From the listing below, output the lines from the one with "Could you point out the window" up to and including the one with "Target: window frame", copied without any change.

Collection entries
========================================================================
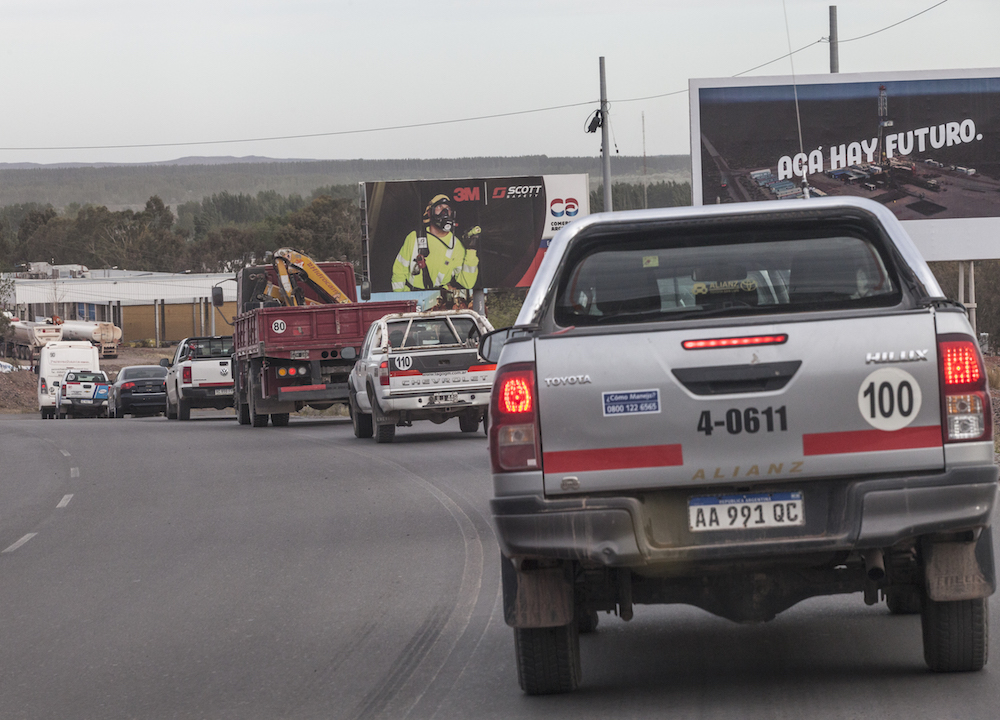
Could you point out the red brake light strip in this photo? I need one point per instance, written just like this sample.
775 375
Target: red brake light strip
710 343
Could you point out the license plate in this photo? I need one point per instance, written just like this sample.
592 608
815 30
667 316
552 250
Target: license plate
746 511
========================================================================
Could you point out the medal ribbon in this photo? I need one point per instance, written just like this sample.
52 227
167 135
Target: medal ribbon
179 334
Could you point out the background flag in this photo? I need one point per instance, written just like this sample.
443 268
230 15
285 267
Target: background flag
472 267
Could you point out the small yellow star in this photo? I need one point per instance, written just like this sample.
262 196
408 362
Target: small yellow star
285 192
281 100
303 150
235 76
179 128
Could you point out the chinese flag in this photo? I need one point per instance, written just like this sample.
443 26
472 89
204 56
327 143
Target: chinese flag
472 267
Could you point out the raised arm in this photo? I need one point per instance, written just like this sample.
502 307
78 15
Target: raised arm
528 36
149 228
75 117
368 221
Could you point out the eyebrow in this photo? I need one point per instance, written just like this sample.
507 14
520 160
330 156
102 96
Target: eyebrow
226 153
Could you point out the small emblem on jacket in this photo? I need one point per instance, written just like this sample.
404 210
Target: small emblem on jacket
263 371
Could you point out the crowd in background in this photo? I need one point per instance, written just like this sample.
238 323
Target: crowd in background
========================================================================
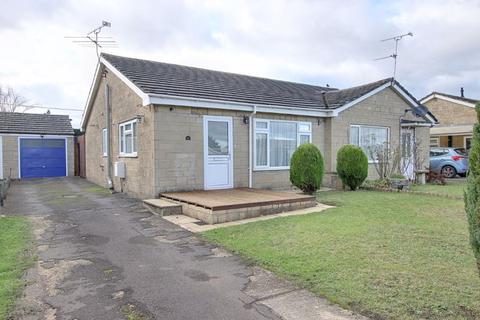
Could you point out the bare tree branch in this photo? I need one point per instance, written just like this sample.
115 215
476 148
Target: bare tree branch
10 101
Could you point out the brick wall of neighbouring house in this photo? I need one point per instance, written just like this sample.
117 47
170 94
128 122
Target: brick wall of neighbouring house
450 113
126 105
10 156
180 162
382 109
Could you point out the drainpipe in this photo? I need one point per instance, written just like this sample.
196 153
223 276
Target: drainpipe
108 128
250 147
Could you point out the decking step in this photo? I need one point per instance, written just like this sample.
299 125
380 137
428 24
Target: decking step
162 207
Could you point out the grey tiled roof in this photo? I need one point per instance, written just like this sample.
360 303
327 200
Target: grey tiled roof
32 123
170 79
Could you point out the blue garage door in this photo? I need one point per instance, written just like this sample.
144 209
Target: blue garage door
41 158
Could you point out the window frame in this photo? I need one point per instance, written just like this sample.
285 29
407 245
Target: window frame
========================================================================
### [TASK RESULT]
Could you point out the window frame in this photo? I need one point per instance, written just like this sample.
285 29
407 245
Target: window frame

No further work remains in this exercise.